Aim:
Write out every item below again, replacing each "Reply like" with "Answer in the form" and changing nothing else. Leave the pictures out of your answer.
╭─ Task input
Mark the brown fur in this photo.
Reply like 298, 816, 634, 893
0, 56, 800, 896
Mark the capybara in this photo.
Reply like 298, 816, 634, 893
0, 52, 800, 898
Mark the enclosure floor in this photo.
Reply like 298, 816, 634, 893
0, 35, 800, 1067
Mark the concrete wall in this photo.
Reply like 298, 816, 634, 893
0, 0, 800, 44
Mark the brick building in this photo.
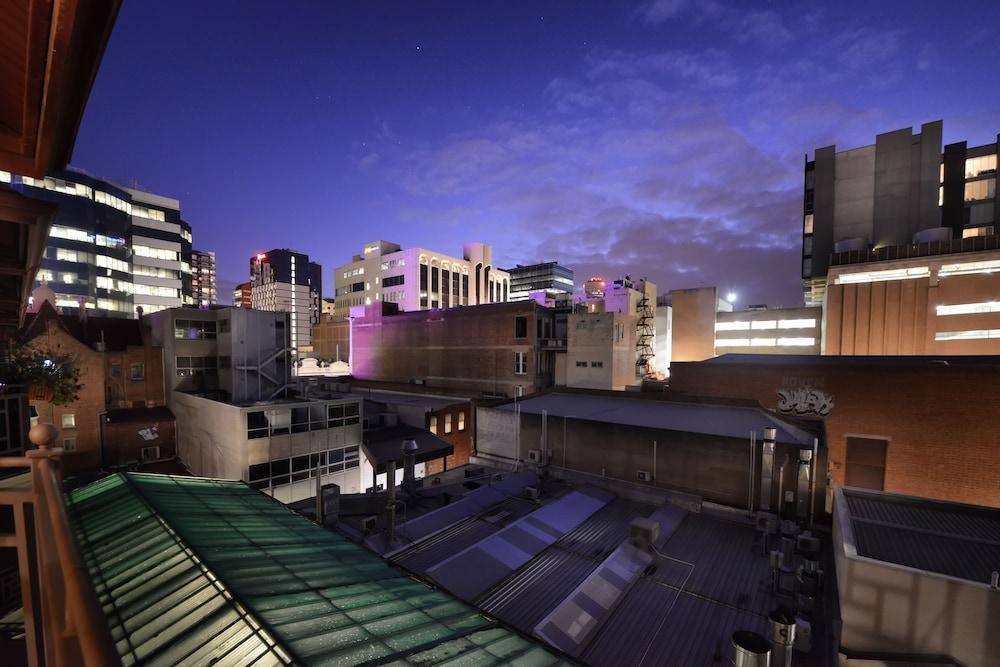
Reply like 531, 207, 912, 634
350, 301, 555, 397
19, 300, 176, 473
670, 355, 1000, 510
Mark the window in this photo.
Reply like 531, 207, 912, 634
965, 178, 997, 201
514, 317, 528, 338
174, 320, 216, 340
514, 352, 528, 375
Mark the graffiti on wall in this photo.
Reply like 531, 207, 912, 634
778, 387, 833, 417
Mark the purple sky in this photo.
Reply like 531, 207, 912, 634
73, 0, 1000, 305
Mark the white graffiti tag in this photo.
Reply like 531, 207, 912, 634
778, 387, 833, 417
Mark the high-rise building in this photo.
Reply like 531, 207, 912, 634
333, 241, 510, 318
802, 121, 997, 306
11, 170, 192, 317
233, 280, 250, 308
507, 262, 573, 301
250, 249, 323, 352
191, 250, 218, 306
╰─
The response:
Mark the brown fur in this photo.
Answer in the form 298, 816, 634, 893
0, 56, 800, 896
Mark the capybara in this photo.
Answer in the form 298, 816, 634, 893
0, 52, 800, 898
Mark the enclosure floor in this photo.
Answer in the form 298, 816, 634, 893
0, 35, 800, 1067
Mark the concrete wall in this photo.
Answer in the form 298, 816, 634, 893
0, 0, 800, 44
Mark the brick building in this photo.
Answer in the form 531, 207, 912, 634
350, 301, 555, 397
19, 300, 176, 473
670, 355, 1000, 510
Mark the window in this photo.
Answer in the form 531, 207, 912, 634
965, 178, 997, 201
514, 317, 528, 338
174, 320, 216, 340
514, 352, 528, 375
Mark the graffiti on wall in this photo.
Answer in the form 531, 207, 912, 634
778, 387, 833, 417
Mark the purple sky in this photo.
Answer in the form 531, 207, 912, 634
73, 0, 1000, 305
Mark the white graffiti tag in this photo.
Answer in the form 531, 207, 912, 634
778, 387, 833, 417
Mark the high-rise building in this photo.
Answer in the form 531, 207, 912, 634
333, 241, 510, 318
802, 121, 997, 306
11, 170, 192, 317
233, 280, 250, 308
507, 262, 573, 301
250, 249, 323, 352
191, 250, 218, 306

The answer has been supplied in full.